── Entries shown

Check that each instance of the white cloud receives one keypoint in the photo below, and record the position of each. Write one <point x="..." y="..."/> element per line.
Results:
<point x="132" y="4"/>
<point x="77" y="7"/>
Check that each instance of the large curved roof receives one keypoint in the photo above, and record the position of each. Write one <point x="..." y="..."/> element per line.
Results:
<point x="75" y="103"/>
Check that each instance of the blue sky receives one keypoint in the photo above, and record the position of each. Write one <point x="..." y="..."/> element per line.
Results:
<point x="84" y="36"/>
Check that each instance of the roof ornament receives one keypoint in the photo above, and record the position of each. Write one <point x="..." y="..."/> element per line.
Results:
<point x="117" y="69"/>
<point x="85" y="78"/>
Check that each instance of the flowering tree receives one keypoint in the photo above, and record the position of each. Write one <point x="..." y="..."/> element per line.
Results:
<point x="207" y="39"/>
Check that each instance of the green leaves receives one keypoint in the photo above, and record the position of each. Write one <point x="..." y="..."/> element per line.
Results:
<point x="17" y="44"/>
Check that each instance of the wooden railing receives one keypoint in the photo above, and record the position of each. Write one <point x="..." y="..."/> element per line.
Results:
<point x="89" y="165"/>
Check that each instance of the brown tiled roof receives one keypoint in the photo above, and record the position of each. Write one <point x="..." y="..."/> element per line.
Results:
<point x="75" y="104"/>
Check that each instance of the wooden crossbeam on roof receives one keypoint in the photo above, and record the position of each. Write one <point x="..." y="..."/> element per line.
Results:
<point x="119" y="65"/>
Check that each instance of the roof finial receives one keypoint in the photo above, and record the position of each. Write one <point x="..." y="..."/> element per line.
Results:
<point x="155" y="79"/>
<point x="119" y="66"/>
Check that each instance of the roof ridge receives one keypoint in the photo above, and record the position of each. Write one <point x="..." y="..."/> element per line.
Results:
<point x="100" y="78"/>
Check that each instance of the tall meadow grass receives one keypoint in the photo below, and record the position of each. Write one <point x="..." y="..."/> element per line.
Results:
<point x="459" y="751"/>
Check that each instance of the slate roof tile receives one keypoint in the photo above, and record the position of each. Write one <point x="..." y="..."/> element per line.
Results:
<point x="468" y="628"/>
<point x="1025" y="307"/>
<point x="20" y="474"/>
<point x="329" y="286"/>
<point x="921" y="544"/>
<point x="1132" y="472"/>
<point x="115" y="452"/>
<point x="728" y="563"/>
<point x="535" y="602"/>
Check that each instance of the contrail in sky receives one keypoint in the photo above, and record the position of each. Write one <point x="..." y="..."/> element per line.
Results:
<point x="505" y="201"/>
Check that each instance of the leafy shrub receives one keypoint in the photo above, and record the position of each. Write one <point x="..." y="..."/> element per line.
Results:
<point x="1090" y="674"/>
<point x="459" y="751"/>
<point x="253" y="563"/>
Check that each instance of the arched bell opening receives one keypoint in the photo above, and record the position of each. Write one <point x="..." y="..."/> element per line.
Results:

────

■ Request ■
Write out all of the material above word for word, from its first line through its last.

■ Worked solution ■
Check that each instance of the white cloud receives one keypoint in the photo below, and record the position of each. Write one <point x="..." y="..."/> element per line.
Results:
<point x="132" y="4"/>
<point x="77" y="7"/>
Check that each instance of the large curved roof receives one keypoint in the photo above, and record the position of each. Write one <point x="..." y="..."/> element per line.
Results:
<point x="75" y="103"/>
Check that each instance of the blue sky receives one keypoint in the photo above, and record the position of each. Write one <point x="..." y="..."/> element per line.
Results:
<point x="84" y="36"/>
Check that each instance of the roof ornament receives one keypoint in the photo above, and record the position of each. Write one <point x="..." y="..."/> element per line.
Results:
<point x="117" y="69"/>
<point x="85" y="78"/>
Check that each instance of the flowering tree receives one keypoint in the photo above, and record the position of each. Write one <point x="..." y="..."/> element per line.
Results:
<point x="207" y="39"/>
Check that each instance of the green leaves receives one keypoint in the photo above, and record the position of each. Write one <point x="..." y="..."/> element per line.
Results:
<point x="17" y="44"/>
Check that each instance of the wooden railing receives one keypoint in the photo above, and record the position of each. Write one <point x="..." y="..."/> element per line.
Results:
<point x="89" y="165"/>
Check that each instance of the brown tiled roof receives one keypoint in the photo above, and record the position of each. Write one <point x="..." y="..."/> element per line.
Results:
<point x="75" y="104"/>
Check that each instance of the wooden crossbeam on roof receives one keypoint in the photo above, and record the position of each. Write one <point x="..." y="..."/> element per line.
Results:
<point x="119" y="65"/>
Check that each instance of the roof finial receives one keypoint in the photo above, and record the position of each. Write one <point x="..." y="..."/> element per line.
Results:
<point x="155" y="79"/>
<point x="119" y="66"/>
Check that each instance of the roof ridge receives one keypoint in the photo above, and record the position of each. Write one <point x="..." y="..."/> element per line.
Results:
<point x="100" y="78"/>
Check that each instance of the tall meadow grass receives one keypoint in the photo below, and record the position of each. Write one <point x="..." y="..."/> element per line.
Results:
<point x="459" y="751"/>
Check that each instance of the slate roof tile receives one keypoint in the photo above, and record the position of each. Write one <point x="..." y="..."/> element per line.
Results:
<point x="468" y="628"/>
<point x="1025" y="307"/>
<point x="20" y="474"/>
<point x="329" y="286"/>
<point x="921" y="544"/>
<point x="1132" y="472"/>
<point x="115" y="452"/>
<point x="728" y="563"/>
<point x="535" y="602"/>
Check that each instance of the contrail in sky receives one keypoint in the photo above, and record the position of each. Write one <point x="..." y="..."/> element per line.
Results:
<point x="505" y="201"/>
Check that each instance of the leafy shrub receives one keypoint in the photo above, and record the position of each. Write one <point x="..." y="..."/> element per line.
Results:
<point x="1090" y="674"/>
<point x="459" y="751"/>
<point x="253" y="563"/>
Check that each instance of the arched bell opening receives one keypoint in the photo above, and record the position of each. Write one <point x="..." y="..."/> element per line.
Results:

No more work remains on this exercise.